Extract provided:
+++

The Court of Appeals, in a full-fledged opinion by Judge Stein, over a dissenting opinion by Judge Rivera, determined the evidence supported the jury’s consideration of the “drug factory presumption” re: possession of drugs. In addition, the Court of Appeals held the decision whether to testify before a grand jury is a strategic decision to be made by the attorney, not the defendant, and, in order to demonstrate ineffective assistance in this context, a defendant must show prejudice. The presence of some loose cocaine on the floor, some baggies and a razor blade was sufficient to trigger the “drug factory presumption”, i.e., a presumption of possession by everyone in close proximity to the cocaine. Without the presumption, there would not have been enough evidence defendant possessed the drugs:
While there was not a vast quantity of cocaine found, the evidence presented at trial supported an inference of more than mere intent to use or sell. Specifically, the evidence of packaged and loose drugs, paraphernalia and a razor blade in plain view was sufficient to establish that drugs were being “package[d] or otherwise prepare[d] for sale” in the apartment, permitting the conclusion that defendant, who was in close proximity to the drugs, knowingly possessed them … . * * *
While the right to testify before a grand jury is significant and “must be scrupulously protected” …, “a prospective defendant has no constitutional right to testify before the [g]rand [j]ury” … . In contrast to the “constitutional nature of the right to testify at trial” … , the right to testify before the grand jury is a limited statutory right … . Whether to exercise that right is a decision that requires “the expert judgment of counsel” … because it “involves weighing the possibility of a dismissal, which, in counsel’s judgment may be remote, against the potential disadvantages of providing the prosecution with discovery and impeachment material, making damaging admissions, and prematurely narrowing the scope of possible defenses” — quintessential matters of strategy … . The various risks and benefits that must be considered render the decision of whether to exercise this statutory right “an appropriate one for the lawyer, not the client” … .

+++

(Dataset records about object locations)
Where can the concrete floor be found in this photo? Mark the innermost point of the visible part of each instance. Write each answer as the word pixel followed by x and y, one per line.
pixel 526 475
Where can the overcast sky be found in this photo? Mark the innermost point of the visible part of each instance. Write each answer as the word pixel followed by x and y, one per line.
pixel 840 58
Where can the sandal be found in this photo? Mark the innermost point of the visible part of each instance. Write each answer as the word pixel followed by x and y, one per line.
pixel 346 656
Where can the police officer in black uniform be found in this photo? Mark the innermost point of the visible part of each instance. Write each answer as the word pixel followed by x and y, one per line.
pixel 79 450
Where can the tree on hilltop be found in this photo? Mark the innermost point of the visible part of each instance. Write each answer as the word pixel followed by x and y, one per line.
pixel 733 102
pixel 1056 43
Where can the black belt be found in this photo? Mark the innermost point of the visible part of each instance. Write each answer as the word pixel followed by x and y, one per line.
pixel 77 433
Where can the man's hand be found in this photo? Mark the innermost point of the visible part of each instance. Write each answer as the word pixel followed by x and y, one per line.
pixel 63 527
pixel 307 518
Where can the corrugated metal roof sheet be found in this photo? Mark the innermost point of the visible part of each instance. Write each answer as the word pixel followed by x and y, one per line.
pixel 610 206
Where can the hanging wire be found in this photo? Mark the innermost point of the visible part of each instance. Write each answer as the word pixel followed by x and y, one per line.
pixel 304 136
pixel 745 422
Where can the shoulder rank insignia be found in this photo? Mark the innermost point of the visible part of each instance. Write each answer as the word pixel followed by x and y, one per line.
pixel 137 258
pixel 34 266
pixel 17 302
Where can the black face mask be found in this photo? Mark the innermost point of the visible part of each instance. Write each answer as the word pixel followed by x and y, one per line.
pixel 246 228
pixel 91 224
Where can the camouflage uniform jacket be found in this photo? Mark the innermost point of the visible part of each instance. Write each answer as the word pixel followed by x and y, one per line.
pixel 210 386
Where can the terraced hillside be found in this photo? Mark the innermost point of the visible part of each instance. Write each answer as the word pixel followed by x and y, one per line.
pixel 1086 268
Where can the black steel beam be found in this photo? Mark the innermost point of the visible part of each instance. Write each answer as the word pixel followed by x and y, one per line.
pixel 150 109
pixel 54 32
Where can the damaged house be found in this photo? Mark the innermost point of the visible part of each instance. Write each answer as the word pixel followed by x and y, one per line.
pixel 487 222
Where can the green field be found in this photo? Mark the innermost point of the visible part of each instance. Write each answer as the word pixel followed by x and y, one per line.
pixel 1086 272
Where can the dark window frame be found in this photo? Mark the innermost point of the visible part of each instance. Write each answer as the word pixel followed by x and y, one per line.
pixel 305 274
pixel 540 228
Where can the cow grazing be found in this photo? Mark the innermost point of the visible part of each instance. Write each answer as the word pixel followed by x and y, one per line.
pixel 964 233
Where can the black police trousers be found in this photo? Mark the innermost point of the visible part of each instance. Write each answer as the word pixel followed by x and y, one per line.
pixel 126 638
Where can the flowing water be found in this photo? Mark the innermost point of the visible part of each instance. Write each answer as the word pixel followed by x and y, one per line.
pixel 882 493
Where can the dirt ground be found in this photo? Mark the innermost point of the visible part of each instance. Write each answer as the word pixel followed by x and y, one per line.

+++

What to work on:
In the summary of the court ruling, what is the Spanish translation of this sentence: "The presence of some loose cocaine on the floor, some baggies and a razor blade was sufficient to trigger the “drug factory presumption”, i.e., a presumption of possession by everyone in close proximity to the cocaine."?

Expected answer:
La presencia de algo de cocaína suelta en el suelo, algunas bolsitas y una cuchilla de afeitar fue suficiente para activar la “presunción de fábrica de drogas”, es decir, una presunción de posesión por parte de todas las personas que se encontraban muy cerca de la cocaína.